Tuesday, March 22, 2005

For My Buddy Scott:

Spam! (An old, good friend and I have a long-running banter. If you haven't seen Ford Fairlane, give it a try, but not if Andrew Dice Clay offends you.)

Monday, March 21, 2005

New Speakers!

Today I picked up some Logitech X-230 speakers for my computer. They only cost $55 at Best Buy and I'm really pleased with their sound. They're loud enough that I'm able to listen to music in the kitchen while streaming audio or my iTunes is playing on the PC in the next room. Nice thumping base from the subwoofer, very balanced sound from the speakers, especially after tinkering around with iTunes's equalizer. Good stuff! I'm listening to some Baba O'Riley right now and diggin' it a whole lot. My eight month-old son seems to like it as well, although he's just as interested in chewing on the tires of his toy trucks, so that may not be a great indicator. What's surprising is that I didn't do my usual anal-retentive extensive research and painful pondering before spending my hard-earned discretionary funds. I've known I wanted some decent speakers for the computer in my work area, and I'd looked a bit at Logitech's setup before, but I didn't troll epinions.com or consumerreports.org before dropping my money today. Boy, next thing you know I'll be doing something crazy like buying King Arthur flour when it's not on sale. Wait, I do that all the time.

Thursday, March 17, 2005

Change Is Good Update

My post "Change Is Good" prompted a friend I'd worked with to send me a good-natured mail pointing out that he was one of the Good Guys and not part of the conspiracy to kill off a great system. Re-reading my post, I realized I left off several important notes regarding my work, specifically in the company I was with from August, 2003 until last Friday: I did indeed work for a couple great customers who wanted to get the right thing done. Unfortunately, they were handicapped by politics far outside their control. Like that's never happened to anyone else before... I was indeed able to briefly work on a couple amazing projects with some downright brilliant folks. One set of folks were designing and implementing some incredible electronics and computer hardware to read data from aircraft avionics buses. It amazes me to be around folks who casually talk about building their own circuit boards to handle network or modem interfacing. Whoof. Another group of folks were implementing binary translation software to host compiled executables on completely different architectures and operating systems. These guys were actually remapping and reordering processor instruction calls to eke out the utmost in performance from the rehosted application. Falling to my knees while crying "I'm not worthy" just doesn't seem sufficient. Unfortunately, my opportunities to work with (and more importantly learn from) folks like this was limited both by my requirement for telecommuting as well business opportunities in the company which just didn't pan out. My post was far from sour grapes; rather it was an affirmation of looking forward to the chance to change direction in my life.

- [Given problem A]: Retype the blog entries from "Spam! (An old, good" down to "Clay offends you.)".
- [Given problem B]: Summarize the blog entries in two sentences.
The records that come next have no connection to the blog entries.

- [Data records]:
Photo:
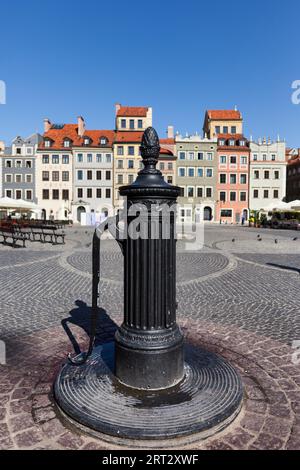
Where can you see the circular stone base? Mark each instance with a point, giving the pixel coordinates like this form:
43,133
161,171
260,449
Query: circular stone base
207,400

- [Worked answer A]:
Spam! (An old, good friend and I have a long-running banter. If you haven't seen Ford Fairlane, give it a try, but not if Andrew Dice Clay offends you.)

- [Worked answer B]: The writer posts a bit of banter for a friend named Scott and reports buying Logitech X-230 computer speakers for $55 at Best Buy, which sound good, without the usual extensive research beforehand. In an update to the post "Change Is Good," the writer acknowledges the great customers and brilliant colleagues at the company worked for from August 2003 until last Friday and says that post was not sour grapes but an affirmation of looking forward to a change in direction.